TEXTE DE RÉFÉRENCE:
Mi-février, une équipe de Reforest’Action s’est rendue en Tanzanie pour réaliser l’audit de notre projet de reforestation. L’objectif de cette mission ? Échanger avec notre partenaire local Friends of Usambara, assurer le suivi des arbres déjà plantés sur le terrain, relever des indicateurs environnementaux, économiques et sociaux, et rencontrer les communautés locales pour continuer à développer au mieux notre projet à leurs côtés.

A la rencontre de notre partenaire sur le terrain

Lushoto. Après la chaleur terrassante des plaines masaï traversées depuis Dar Es Salaam, c’est une bouffée d’air frais qui nous reçoit, au creux d’une vallée verdoyante, à 1200 mètres d’altitude. Caroline, responsable de nos projets internationaux, et moi-même, en charge du reportage sur le terrain, sommes accueillies par l’équipe de notre partenaire local, Friends of Usambara. Cette ONG, fondée à Lushoto, est spécialisée dans la reforestation, le tourisme durable et les programmes d’éducation scolaires à l’environnement - une équipe jeune et généreuse, rodée à la mise en place et au déploiement de programmes de reforestation au cœur des monts Usambara. Depuis leur création en 2008, ils ont déjà planté 22 millions d’arbres. Cet exploit en fait aujourd’hui le principal contributeur à l’effort massif de conservation de la biodiversité végétale et animale de la région.

ENTRÉES FOURNIES:
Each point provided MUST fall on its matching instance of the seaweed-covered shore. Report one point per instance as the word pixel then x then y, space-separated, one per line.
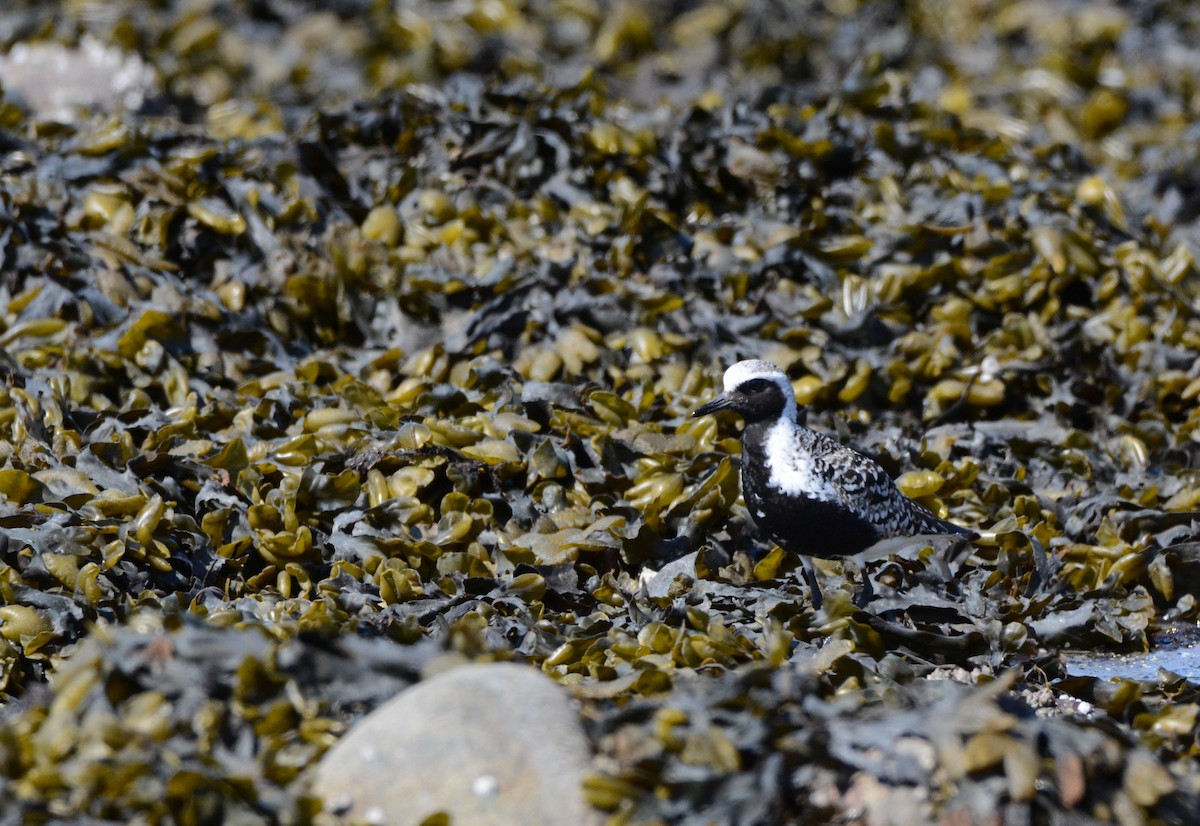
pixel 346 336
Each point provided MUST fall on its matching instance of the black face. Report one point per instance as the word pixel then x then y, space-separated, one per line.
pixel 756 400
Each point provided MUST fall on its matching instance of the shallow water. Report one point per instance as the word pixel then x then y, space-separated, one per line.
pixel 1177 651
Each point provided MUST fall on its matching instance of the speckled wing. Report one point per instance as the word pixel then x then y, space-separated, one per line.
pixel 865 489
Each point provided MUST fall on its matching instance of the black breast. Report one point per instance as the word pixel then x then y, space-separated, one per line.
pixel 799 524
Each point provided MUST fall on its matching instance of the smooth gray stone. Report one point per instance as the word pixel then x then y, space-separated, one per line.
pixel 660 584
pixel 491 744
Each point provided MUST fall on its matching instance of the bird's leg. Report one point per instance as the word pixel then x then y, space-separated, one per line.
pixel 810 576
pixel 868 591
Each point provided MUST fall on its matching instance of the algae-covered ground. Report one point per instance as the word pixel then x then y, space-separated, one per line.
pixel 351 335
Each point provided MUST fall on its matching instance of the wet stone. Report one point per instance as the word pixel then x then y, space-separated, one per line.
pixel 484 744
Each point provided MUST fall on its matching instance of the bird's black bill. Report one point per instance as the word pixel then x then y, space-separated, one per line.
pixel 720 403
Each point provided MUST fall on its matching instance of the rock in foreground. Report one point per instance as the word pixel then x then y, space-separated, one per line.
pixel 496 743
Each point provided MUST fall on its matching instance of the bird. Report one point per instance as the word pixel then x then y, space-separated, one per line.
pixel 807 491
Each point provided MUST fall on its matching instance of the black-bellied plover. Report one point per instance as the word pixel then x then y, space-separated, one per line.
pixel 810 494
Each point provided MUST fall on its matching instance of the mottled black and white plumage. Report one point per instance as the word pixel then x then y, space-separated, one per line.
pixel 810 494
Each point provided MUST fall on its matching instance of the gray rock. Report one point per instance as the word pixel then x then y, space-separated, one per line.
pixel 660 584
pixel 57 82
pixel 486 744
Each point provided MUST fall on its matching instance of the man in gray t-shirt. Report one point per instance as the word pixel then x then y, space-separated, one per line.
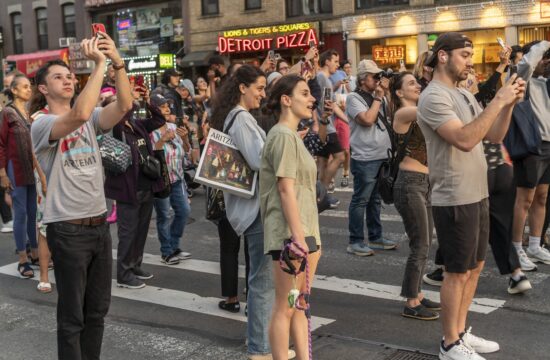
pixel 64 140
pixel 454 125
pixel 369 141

CONSIGNES:
1. D'après le texte de référence, combien d'arbres l'équipe de Friends of Usambara a-t-elle déjà plantés depuis sa création ?
2. Énumérez, s'il vous plaît, tous les objectifs de la mission en Tanzanie que mentionne le texte de référence.
Le listing n'intervient pas dans cet exercice.

RÉPONSES AUX CONSIGNES:
1. 22 millions d'arbres depuis sa création en 2008.

2.
- Échanger avec le partenaire local Friends of Usambara
- Assurer le suivi des arbres déjà plantés sur le terrain
- Relever des indicateurs environnementaux, économiques et sociaux
- Rencontrer les communautés locales pour continuer à développer le projet à leurs côtés